▶ Provided data:
>>>

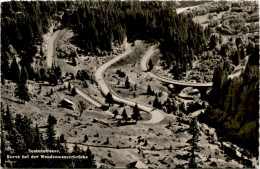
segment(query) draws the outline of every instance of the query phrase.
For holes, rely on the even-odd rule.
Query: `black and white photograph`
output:
[[[1,1],[1,168],[258,168],[259,2]]]

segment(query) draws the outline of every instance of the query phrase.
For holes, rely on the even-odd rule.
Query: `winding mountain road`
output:
[[[149,70],[148,62],[151,59],[151,56],[157,47],[158,47],[158,44],[151,46],[148,49],[148,51],[144,54],[144,56],[142,57],[142,59],[140,61],[142,71],[147,72]],[[147,74],[149,74],[151,77],[153,77],[157,80],[160,80],[160,81],[163,81],[166,83],[179,85],[179,86],[187,86],[187,87],[211,87],[212,86],[212,82],[209,82],[209,83],[182,82],[182,81],[171,80],[166,77],[158,76],[158,75],[153,74],[152,72],[147,72]]]
[[[57,30],[56,32],[54,32],[52,34],[50,40],[48,41],[48,44],[47,44],[47,58],[46,58],[46,63],[47,63],[47,67],[48,68],[51,68],[51,66],[52,66],[52,57],[53,57],[54,52],[55,52],[56,41],[62,35],[63,32],[64,32],[64,30]],[[68,82],[64,82],[64,85],[68,86]],[[97,100],[93,99],[91,96],[89,96],[85,92],[83,92],[75,84],[71,83],[71,87],[75,87],[76,93],[78,95],[80,95],[82,98],[84,98],[85,100],[87,100],[88,102],[90,102],[91,104],[95,105],[98,108],[102,107],[102,104],[100,102],[98,102]],[[111,113],[110,111],[105,111],[105,113],[107,113],[109,115],[113,115],[113,113]]]
[[[135,104],[137,104],[139,109],[151,113],[152,118],[148,121],[145,121],[144,123],[149,123],[149,124],[159,123],[160,121],[162,121],[164,119],[163,111],[161,111],[159,109],[154,109],[153,107],[148,107],[148,106],[142,105],[140,103],[137,103],[137,102],[134,102],[131,100],[127,100],[125,98],[122,98],[122,97],[114,94],[112,91],[110,91],[108,85],[106,84],[105,80],[103,79],[104,71],[112,64],[114,64],[114,63],[118,62],[119,60],[121,60],[122,58],[126,57],[131,51],[132,50],[131,50],[130,44],[127,44],[125,52],[118,55],[114,59],[106,62],[105,64],[101,65],[95,73],[96,82],[98,83],[98,86],[99,86],[101,92],[105,96],[108,94],[108,92],[110,92],[112,95],[112,98],[115,101],[127,104],[129,106],[135,106]]]
[[[62,35],[63,30],[57,30],[56,32],[54,32],[50,38],[50,40],[48,41],[47,44],[47,58],[46,58],[46,62],[47,62],[47,67],[51,68],[52,66],[52,57],[54,55],[55,52],[55,47],[56,47],[56,41],[57,39],[60,37],[60,35]],[[95,73],[95,78],[96,81],[100,87],[101,92],[104,95],[107,95],[108,92],[110,92],[110,89],[108,88],[105,80],[103,79],[103,74],[104,71],[111,66],[112,64],[116,63],[117,61],[121,60],[122,58],[126,57],[130,52],[131,52],[131,46],[130,44],[126,45],[126,50],[125,52],[123,52],[122,54],[118,55],[117,57],[115,57],[114,59],[106,62],[105,64],[101,65],[98,70]],[[65,82],[65,85],[68,85],[67,82]],[[95,105],[96,107],[101,107],[102,104],[99,103],[97,100],[93,99],[91,96],[89,96],[88,94],[86,94],[85,92],[83,92],[82,90],[80,90],[77,86],[73,85],[71,83],[71,86],[75,87],[77,94],[79,94],[81,97],[83,97],[84,99],[86,99],[87,101],[89,101],[90,103],[92,103],[93,105]],[[135,106],[136,102],[121,98],[120,96],[117,96],[115,94],[113,94],[113,92],[111,91],[112,97],[115,101],[117,102],[121,102],[130,106]],[[161,110],[158,109],[154,109],[153,107],[148,107],[142,104],[137,104],[138,107],[146,112],[151,113],[152,118],[148,121],[145,121],[143,123],[147,123],[147,124],[155,124],[155,123],[159,123],[161,120],[164,119],[164,113]],[[110,111],[106,111],[106,113],[113,115]]]

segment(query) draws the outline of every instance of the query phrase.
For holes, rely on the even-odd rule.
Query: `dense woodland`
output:
[[[230,140],[258,154],[259,146],[259,46],[249,46],[248,64],[240,77],[228,79],[221,64],[214,72],[213,87],[205,114],[199,119],[218,129],[224,140]]]
[[[82,50],[98,54],[100,50],[111,51],[126,37],[155,39],[161,42],[166,66],[173,66],[176,74],[186,71],[191,65],[190,57],[205,48],[208,33],[204,34],[191,16],[177,15],[174,7],[173,2],[2,3],[3,76],[10,77],[9,60],[19,58],[29,79],[38,78],[39,69],[31,66],[36,53],[43,55],[37,45],[58,16],[62,16],[62,27],[76,33],[74,43]]]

<<<

Rewrite all the records above, replacing every occurrence of "outline" with "contour" and leaving everything else unchanged. Leave the pictures out.

segment(query) draws the contour of every instance of the query phrase.
For holes, rely on the even-odd rule.
Query: `black and white photograph`
output:
[[[1,1],[1,168],[258,168],[259,2]]]

segment(query) draws the contour of every instance of the query phrase.
For holes, rely on the even-odd rule.
Query: `winding mountain road`
output:
[[[149,70],[148,62],[151,59],[151,56],[157,47],[158,47],[158,44],[151,46],[148,49],[148,51],[144,54],[144,56],[142,57],[142,59],[140,61],[142,71],[147,72]],[[147,74],[149,74],[151,77],[153,77],[157,80],[160,80],[160,81],[163,81],[166,83],[179,85],[179,86],[187,86],[187,87],[211,87],[212,86],[212,82],[209,82],[209,83],[182,82],[182,81],[171,80],[166,77],[158,76],[158,75],[153,74],[152,72],[147,72]]]
[[[57,30],[56,32],[54,32],[52,34],[50,40],[48,41],[48,44],[47,44],[47,58],[46,58],[46,63],[47,63],[47,67],[48,68],[51,68],[51,66],[52,66],[52,57],[53,57],[54,52],[55,52],[56,41],[62,35],[63,32],[64,32],[64,30]],[[68,82],[64,82],[64,85],[68,86]],[[97,100],[93,99],[91,96],[89,96],[85,92],[83,92],[75,84],[71,83],[71,87],[75,87],[76,93],[78,95],[80,95],[82,98],[84,98],[85,100],[87,100],[88,102],[90,102],[91,104],[95,105],[98,108],[102,107],[102,104],[100,102],[98,102]],[[111,113],[110,111],[105,111],[105,113],[107,113],[109,115],[113,115],[113,113]]]
[[[135,104],[137,104],[139,109],[151,113],[152,118],[148,121],[145,121],[144,123],[149,123],[149,124],[159,123],[160,121],[162,121],[164,119],[163,111],[161,111],[159,109],[154,109],[153,107],[148,107],[148,106],[142,105],[140,103],[137,103],[137,102],[134,102],[131,100],[127,100],[125,98],[122,98],[122,97],[114,94],[112,91],[110,91],[108,85],[106,84],[105,80],[103,79],[104,71],[112,64],[114,64],[114,63],[118,62],[119,60],[121,60],[122,58],[126,57],[131,51],[132,50],[131,50],[130,44],[127,44],[125,52],[118,55],[114,59],[106,62],[105,64],[101,65],[95,73],[96,82],[98,83],[98,86],[99,86],[101,92],[105,96],[108,94],[108,92],[110,92],[112,95],[112,98],[115,101],[127,104],[129,106],[135,106]]]
[[[62,35],[63,30],[57,30],[56,32],[54,32],[50,38],[50,40],[48,41],[47,44],[47,58],[46,58],[46,62],[47,62],[47,67],[51,68],[52,66],[52,57],[54,55],[55,52],[55,47],[56,47],[56,41],[57,39],[60,37],[60,35]],[[95,73],[95,78],[96,81],[100,87],[101,92],[104,95],[107,95],[108,92],[110,92],[110,89],[108,88],[105,80],[103,79],[103,74],[104,71],[111,66],[112,64],[116,63],[117,61],[121,60],[122,58],[126,57],[130,52],[131,52],[131,46],[130,44],[126,45],[126,50],[125,52],[123,52],[122,54],[118,55],[117,57],[115,57],[114,59],[106,62],[105,64],[101,65],[98,70]],[[65,82],[65,85],[68,85],[67,82]],[[95,105],[96,107],[101,107],[102,104],[99,103],[97,100],[93,99],[91,96],[89,96],[88,94],[86,94],[85,92],[83,92],[82,90],[80,90],[77,86],[73,85],[71,83],[71,86],[75,87],[77,94],[79,94],[81,97],[83,97],[84,99],[86,99],[87,101],[89,101],[90,103],[92,103],[93,105]],[[135,106],[136,102],[121,98],[120,96],[117,96],[115,94],[113,94],[113,92],[111,91],[112,97],[115,101],[117,102],[121,102],[130,106]],[[161,110],[158,109],[154,109],[153,107],[148,107],[142,104],[137,104],[138,107],[146,112],[151,113],[152,118],[148,121],[145,121],[143,123],[147,123],[147,124],[155,124],[155,123],[159,123],[161,120],[164,119],[164,113]],[[110,111],[106,111],[106,113],[113,115]]]

segment(query) draws the contour of every instance of the query phrase.
For holes, rely on the even-odd rule.
Query: `dense woodland`
output:
[[[230,140],[258,154],[259,146],[259,46],[249,46],[248,64],[240,77],[228,79],[221,64],[214,72],[213,87],[205,114],[199,119],[218,129],[224,140]]]
[[[82,50],[98,54],[100,50],[111,51],[126,37],[155,39],[161,42],[166,66],[173,66],[176,74],[186,71],[191,65],[190,57],[205,48],[208,33],[204,34],[191,16],[177,15],[174,7],[173,2],[2,3],[3,76],[10,77],[9,60],[19,58],[29,79],[38,78],[39,69],[31,66],[36,53],[43,55],[37,45],[58,16],[62,16],[62,27],[76,33],[74,43]]]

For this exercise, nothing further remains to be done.